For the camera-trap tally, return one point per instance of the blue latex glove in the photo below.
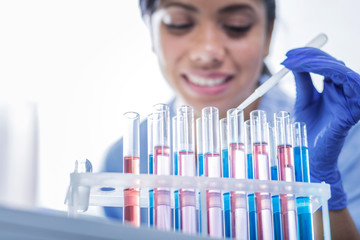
(328, 115)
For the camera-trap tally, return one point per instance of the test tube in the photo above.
(176, 172)
(150, 167)
(199, 145)
(162, 165)
(275, 177)
(237, 158)
(250, 175)
(225, 174)
(200, 164)
(211, 150)
(187, 166)
(131, 150)
(302, 174)
(286, 173)
(260, 139)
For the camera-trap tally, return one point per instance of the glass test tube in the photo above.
(177, 220)
(131, 150)
(187, 166)
(235, 118)
(275, 177)
(259, 138)
(302, 174)
(150, 167)
(199, 145)
(225, 174)
(286, 173)
(211, 150)
(162, 165)
(200, 164)
(250, 175)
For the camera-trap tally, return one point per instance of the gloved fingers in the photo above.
(352, 91)
(308, 51)
(354, 82)
(305, 90)
(326, 67)
(344, 103)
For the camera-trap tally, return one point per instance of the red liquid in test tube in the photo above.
(131, 164)
(213, 197)
(286, 173)
(238, 199)
(288, 205)
(132, 195)
(263, 203)
(187, 196)
(162, 197)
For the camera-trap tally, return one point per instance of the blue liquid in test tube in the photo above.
(302, 174)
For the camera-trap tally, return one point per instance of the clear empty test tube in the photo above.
(150, 167)
(302, 174)
(200, 165)
(286, 173)
(162, 165)
(250, 175)
(260, 139)
(275, 177)
(187, 167)
(131, 150)
(212, 162)
(235, 118)
(176, 172)
(225, 174)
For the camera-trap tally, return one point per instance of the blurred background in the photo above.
(69, 69)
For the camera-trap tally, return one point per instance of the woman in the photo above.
(212, 54)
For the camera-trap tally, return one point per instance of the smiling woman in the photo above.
(211, 52)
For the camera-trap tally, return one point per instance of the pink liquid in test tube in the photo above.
(131, 164)
(263, 203)
(132, 195)
(238, 199)
(288, 205)
(187, 196)
(213, 197)
(286, 173)
(162, 199)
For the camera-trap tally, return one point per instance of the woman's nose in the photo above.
(207, 50)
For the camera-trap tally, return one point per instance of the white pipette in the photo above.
(317, 42)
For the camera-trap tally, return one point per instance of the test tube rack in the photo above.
(88, 189)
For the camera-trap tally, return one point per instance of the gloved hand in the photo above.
(328, 115)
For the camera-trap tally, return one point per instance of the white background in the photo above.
(85, 62)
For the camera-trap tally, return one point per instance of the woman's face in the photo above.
(211, 52)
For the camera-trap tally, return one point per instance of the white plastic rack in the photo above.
(106, 189)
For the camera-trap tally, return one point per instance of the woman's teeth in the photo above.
(206, 81)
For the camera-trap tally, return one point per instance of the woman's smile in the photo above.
(207, 83)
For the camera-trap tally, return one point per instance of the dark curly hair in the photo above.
(149, 6)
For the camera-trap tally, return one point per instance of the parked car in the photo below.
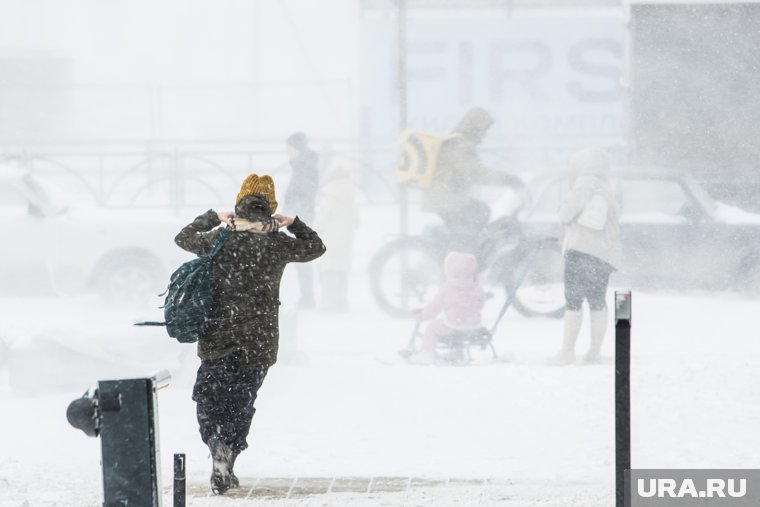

######

◆ **WHAT IS REQUIRED**
Rewrite the lines above as a numbered list, skipping blank lines and leaving out the pictures.

◆ **RESULT**
1. For the camera-trap tally, return one point per instance of the blue latex glove in the photo below.
2. (328, 115)
3. For the camera-trap tally, return one point per instance of the test tube in the photo above.
4. (176, 172)
5. (150, 167)
6. (199, 145)
7. (162, 165)
8. (275, 177)
9. (237, 158)
10. (250, 175)
11. (225, 174)
12. (200, 164)
13. (211, 150)
14. (187, 166)
15. (131, 150)
16. (302, 174)
17. (286, 173)
18. (260, 139)
19. For the camera-trap tally, return one point per instance of the glass test tube in the photo above.
20. (177, 220)
21. (131, 150)
22. (187, 166)
23. (235, 118)
24. (275, 177)
25. (259, 138)
26. (302, 174)
27. (150, 167)
28. (199, 145)
29. (225, 174)
30. (286, 173)
31. (211, 150)
32. (162, 165)
33. (200, 164)
34. (250, 175)
35. For the camera-trap tally, return one point per instance of the gloved fingers in the photo above.
36. (352, 91)
37. (308, 51)
38. (354, 82)
39. (305, 90)
40. (326, 67)
41. (344, 103)
42. For the camera-trap tally, return one point per instance of the red liquid in test tube in the photo above.
43. (131, 164)
44. (213, 197)
45. (286, 173)
46. (238, 199)
47. (288, 205)
48. (132, 195)
49. (263, 203)
50. (187, 196)
51. (162, 197)
52. For the camera-trap tally, return one point per instance of the blue liquid in test tube in the photo above.
53. (302, 174)
54. For the camera-trap tally, return one point per instance of the clear empty test tube in the photo above.
55. (150, 167)
56. (302, 174)
57. (200, 165)
58. (286, 173)
59. (162, 165)
60. (250, 175)
61. (260, 139)
62. (275, 177)
63. (187, 167)
64. (131, 150)
65. (212, 162)
66. (235, 118)
67. (176, 172)
68. (225, 174)
69. For the camera-trap tally, return one point per instance of the blurred background in the photo above.
70. (69, 69)
71. For the camera-trap tally, return one point per instance of the woman in the photo above.
72. (212, 54)
73. For the camera-trap tally, return one point per instance of the smiling woman in the photo above.
74. (211, 52)
75. For the camera-trap tally, return one point per instance of the pink liquid in test tube in the photo above.
76. (131, 164)
77. (263, 203)
78. (132, 195)
79. (238, 199)
80. (288, 205)
81. (187, 196)
82. (213, 197)
83. (286, 173)
84. (162, 199)
85. For the camera-trap tally, return one point per instance of the woman's nose in the photo above.
86. (207, 50)
87. For the camera-trap tally, return one point per instance of the white pipette in the photo above.
88. (317, 42)
89. For the camera-trap tally, return one point per instance of the test tube rack in the photo above.
90. (88, 189)
91. For the camera-trap tally, return one point per instance of the gloved hand in the photo above.
92. (328, 115)
93. For the camera-trap tally, return one point per instance of the white background in the photo above.
94. (85, 62)
95. For the camera-trap tally, return one point per instance of the woman's face in the photo above.
96. (211, 52)
97. For the camera-trap tally, return one point per instance of the white plastic rack in the photo above.
98. (106, 189)
99. For the camera-trap tally, return one point per instance of the woman's teeth in the photo above.
100. (206, 81)
101. For the camera-trap tally, return one point per instance of the woman's smile in the photo above.
102. (207, 83)
103. For the camera-trap tally, return one point per instance of the dark curly hair in the photo above.
104. (149, 6)
105. For the camera-trap tally, return one point per instance of the parked car in the photo below.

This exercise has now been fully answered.